===== PAGE EXTRACT

In the long tradition of science, every discovery carries a trace of the hands that shaped it. From ink-stained notebooks to carefully typed manuscripts, the journey of knowledge has always left behind clues about how it was created.
Today, however, a new collaborator often sits quietly beside researchers — not in the laboratory or lecture hall, but inside a screen. Artificial intelligence has begun to assist with drafting text, refining language, and even shaping the structure of scientific papers. Its presence is subtle, sometimes helpful, and increasingly common.
Yet according to a recent study examining thousands of scientific publications, that presence is rarely acknowledged.
Researchers analyzing more than 75,000 scientific papers published since 2023 found that only 76 articles — roughly 0.1 percent — explicitly disclosed the use of AI writing tools, even though many academic journals now require such disclosure.
The findings suggest what scholars describe as a growing “transparency gap.” In principle, the rules appear clear: a large share of journals have introduced policies asking authors to reveal when generative AI tools help draft or edit manuscripts. In practice, however, those policies may not yet be shaping everyday behavior in academic publishing.
The study also observed that AI-assisted writing has expanded rapidly across disciplines since the release of widely accessible language models. The increase appears particularly noticeable in fields with high volumes of open-access publishing and among researchers writing in a second language, for whom AI tools can offer assistance with grammar and clarity.
None of this necessarily signals misconduct. Many scientists use AI in ways similar to traditional editorial support — for proofreading, paraphrasing, or improving readability. Journals generally do not forbid such use. Instead, they ask for transparency so that readers understand how a manuscript was produced.
Why, then, might disclosure remain so rare?
Some observers point to a lingering stigma around AI-assisted writing. Admitting the use of generative tools can raise questions about authorship, originality, or the intellectual contribution of researchers themselves. As a result, some authors may hesitate to include such acknowledgments, even when journals encourage it.

==========
===== GIVEN DATA

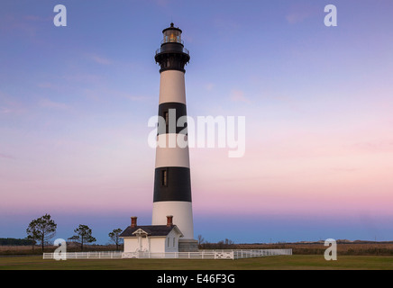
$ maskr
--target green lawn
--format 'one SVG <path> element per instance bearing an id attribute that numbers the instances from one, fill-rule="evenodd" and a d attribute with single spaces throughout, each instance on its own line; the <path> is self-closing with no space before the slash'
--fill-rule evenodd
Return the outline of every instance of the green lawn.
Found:
<path id="1" fill-rule="evenodd" d="M 319 255 L 274 256 L 238 260 L 70 259 L 42 256 L 0 257 L 0 270 L 393 270 L 393 256 L 342 256 L 326 261 Z"/>

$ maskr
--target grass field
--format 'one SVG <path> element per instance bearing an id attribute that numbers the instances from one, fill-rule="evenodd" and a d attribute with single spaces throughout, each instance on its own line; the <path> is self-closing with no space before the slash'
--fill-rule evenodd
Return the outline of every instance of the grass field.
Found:
<path id="1" fill-rule="evenodd" d="M 42 256 L 0 257 L 0 270 L 393 270 L 390 256 L 342 256 L 326 261 L 323 255 L 274 256 L 238 260 L 199 259 L 70 259 Z"/>

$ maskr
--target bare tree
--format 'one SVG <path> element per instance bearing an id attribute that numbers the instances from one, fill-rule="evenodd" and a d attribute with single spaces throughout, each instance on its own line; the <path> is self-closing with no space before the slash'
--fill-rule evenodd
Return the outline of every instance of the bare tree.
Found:
<path id="1" fill-rule="evenodd" d="M 74 230 L 77 235 L 71 237 L 71 239 L 77 240 L 80 243 L 81 250 L 83 251 L 84 243 L 96 242 L 96 239 L 91 235 L 91 229 L 87 225 L 79 224 L 79 227 Z"/>
<path id="2" fill-rule="evenodd" d="M 30 222 L 26 230 L 27 238 L 32 242 L 40 241 L 43 252 L 44 245 L 55 236 L 57 226 L 50 215 L 45 214 Z"/>

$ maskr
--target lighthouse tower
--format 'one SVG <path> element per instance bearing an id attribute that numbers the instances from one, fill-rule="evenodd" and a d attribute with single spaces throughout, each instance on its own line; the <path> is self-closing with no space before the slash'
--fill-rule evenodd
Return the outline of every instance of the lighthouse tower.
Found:
<path id="1" fill-rule="evenodd" d="M 178 251 L 195 251 L 197 250 L 197 241 L 194 239 L 185 121 L 184 67 L 190 58 L 188 50 L 184 48 L 180 29 L 170 23 L 162 33 L 161 46 L 155 56 L 160 67 L 159 119 L 161 117 L 161 121 L 159 120 L 158 126 L 151 224 L 165 225 L 166 216 L 173 216 L 173 223 L 184 236 L 179 239 Z M 178 127 L 179 119 L 182 124 Z"/>

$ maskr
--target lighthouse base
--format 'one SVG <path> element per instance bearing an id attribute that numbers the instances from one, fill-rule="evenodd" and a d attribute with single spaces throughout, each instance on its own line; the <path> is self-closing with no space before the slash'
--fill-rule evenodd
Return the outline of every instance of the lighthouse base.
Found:
<path id="1" fill-rule="evenodd" d="M 198 241 L 195 239 L 178 239 L 178 252 L 197 252 Z"/>

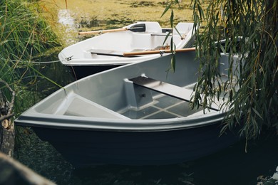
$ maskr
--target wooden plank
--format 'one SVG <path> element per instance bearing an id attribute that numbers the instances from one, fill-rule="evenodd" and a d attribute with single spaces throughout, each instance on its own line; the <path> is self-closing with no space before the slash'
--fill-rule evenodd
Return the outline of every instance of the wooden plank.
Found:
<path id="1" fill-rule="evenodd" d="M 158 92 L 186 101 L 190 102 L 192 90 L 185 89 L 173 84 L 157 80 L 145 76 L 138 76 L 129 79 L 133 84 L 145 88 L 157 91 Z M 218 107 L 210 107 L 210 109 L 218 111 Z"/>

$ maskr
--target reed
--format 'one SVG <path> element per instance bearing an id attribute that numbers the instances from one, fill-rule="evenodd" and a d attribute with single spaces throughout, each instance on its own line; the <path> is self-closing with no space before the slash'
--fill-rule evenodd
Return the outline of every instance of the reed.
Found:
<path id="1" fill-rule="evenodd" d="M 39 6 L 34 1 L 4 0 L 0 1 L 0 79 L 16 92 L 14 111 L 21 112 L 37 101 L 30 91 L 38 78 L 39 66 L 31 61 L 43 55 L 49 48 L 58 46 L 59 41 L 41 16 Z M 6 100 L 11 95 L 1 85 Z"/>

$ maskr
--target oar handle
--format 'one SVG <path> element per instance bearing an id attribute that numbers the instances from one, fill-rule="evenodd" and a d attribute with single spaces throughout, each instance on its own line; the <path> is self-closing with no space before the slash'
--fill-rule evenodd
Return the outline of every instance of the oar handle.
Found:
<path id="1" fill-rule="evenodd" d="M 98 30 L 98 31 L 83 31 L 79 32 L 78 35 L 88 35 L 88 34 L 101 34 L 108 32 L 117 32 L 117 31 L 127 31 L 126 28 L 118 28 L 118 29 L 110 29 L 110 30 Z"/>
<path id="2" fill-rule="evenodd" d="M 177 49 L 175 51 L 175 53 L 182 53 L 195 51 L 195 48 Z M 150 55 L 150 54 L 163 54 L 171 53 L 171 50 L 154 50 L 154 51 L 146 51 L 141 52 L 128 52 L 123 53 L 123 56 L 134 56 L 141 55 Z"/>

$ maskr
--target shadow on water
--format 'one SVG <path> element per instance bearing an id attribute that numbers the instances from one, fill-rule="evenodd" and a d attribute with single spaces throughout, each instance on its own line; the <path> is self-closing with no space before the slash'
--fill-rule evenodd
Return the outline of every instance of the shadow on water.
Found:
<path id="1" fill-rule="evenodd" d="M 272 176 L 278 164 L 278 137 L 262 135 L 219 152 L 179 164 L 134 166 L 96 166 L 75 169 L 31 130 L 18 159 L 58 184 L 257 184 L 259 176 Z"/>
<path id="2" fill-rule="evenodd" d="M 107 165 L 76 169 L 73 177 L 84 184 L 256 184 L 259 176 L 272 176 L 278 164 L 278 137 L 245 142 L 202 159 L 176 165 Z"/>

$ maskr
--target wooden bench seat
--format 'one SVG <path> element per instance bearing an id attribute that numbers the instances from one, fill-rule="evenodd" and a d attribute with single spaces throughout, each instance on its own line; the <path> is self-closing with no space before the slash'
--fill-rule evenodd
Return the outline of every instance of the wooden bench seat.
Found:
<path id="1" fill-rule="evenodd" d="M 134 78 L 129 79 L 133 84 L 137 85 L 157 91 L 158 92 L 186 101 L 190 102 L 190 97 L 192 94 L 192 90 L 183 88 L 173 84 L 157 80 L 145 76 L 138 76 Z M 218 111 L 219 106 L 215 103 L 212 104 L 210 109 Z"/>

==========

§ DIRECTIONS FOR THIS TASK
Transcribe the part of the article on undisclosed AI use in scientific papers starting with "Some observers point" and going on through "journals encourage it.".

§ ANSWER TO THE TASK
Some observers point to a lingering stigma around AI-assisted writing. Admitting the use of generative tools can raise questions about authorship, originality, or the intellectual contribution of researchers themselves. As a result, some authors may hesitate to include such acknowledgments, even when journals encourage it.